'''
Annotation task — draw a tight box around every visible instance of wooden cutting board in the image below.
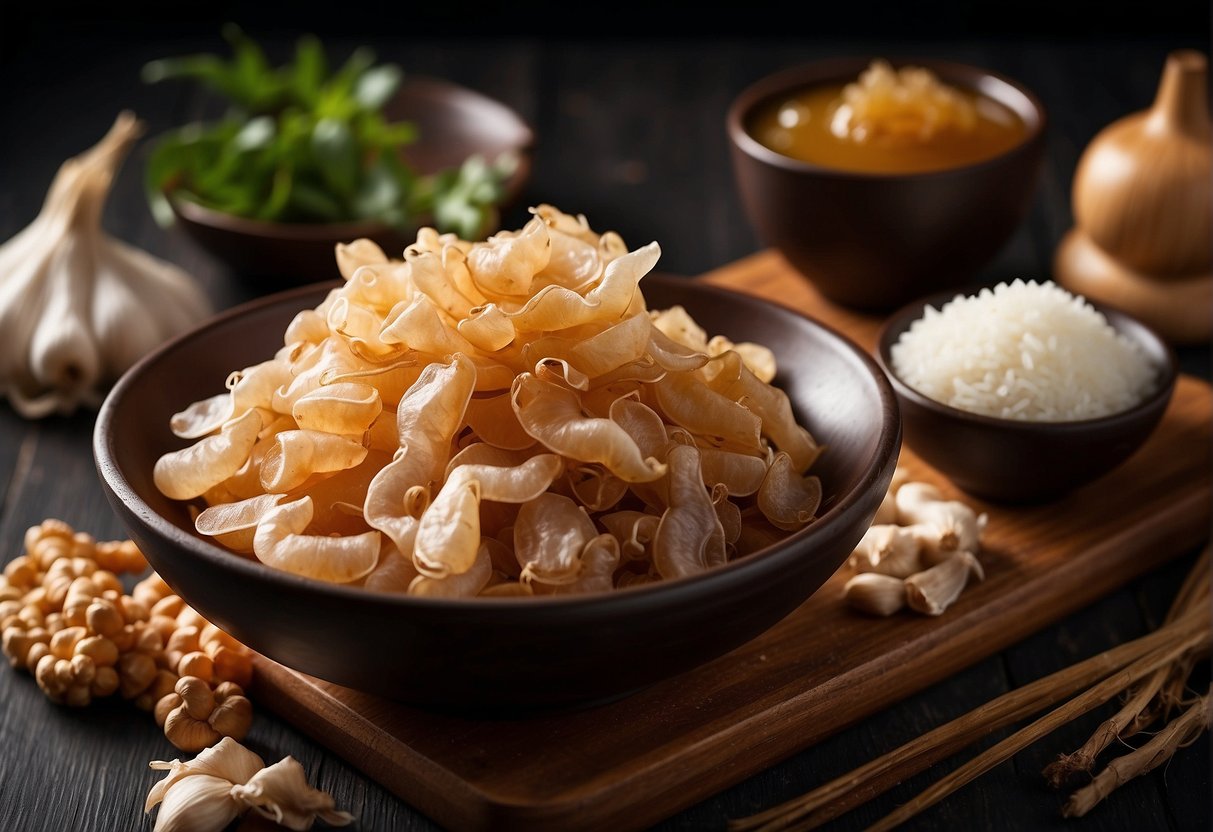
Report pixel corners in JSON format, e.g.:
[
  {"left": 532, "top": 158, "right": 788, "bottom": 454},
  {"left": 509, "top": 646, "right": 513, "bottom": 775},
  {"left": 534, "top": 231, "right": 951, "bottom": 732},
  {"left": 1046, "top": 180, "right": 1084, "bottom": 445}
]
'''
Tally the lines in the entries above that hold the string "bottom" and state the tally alone.

4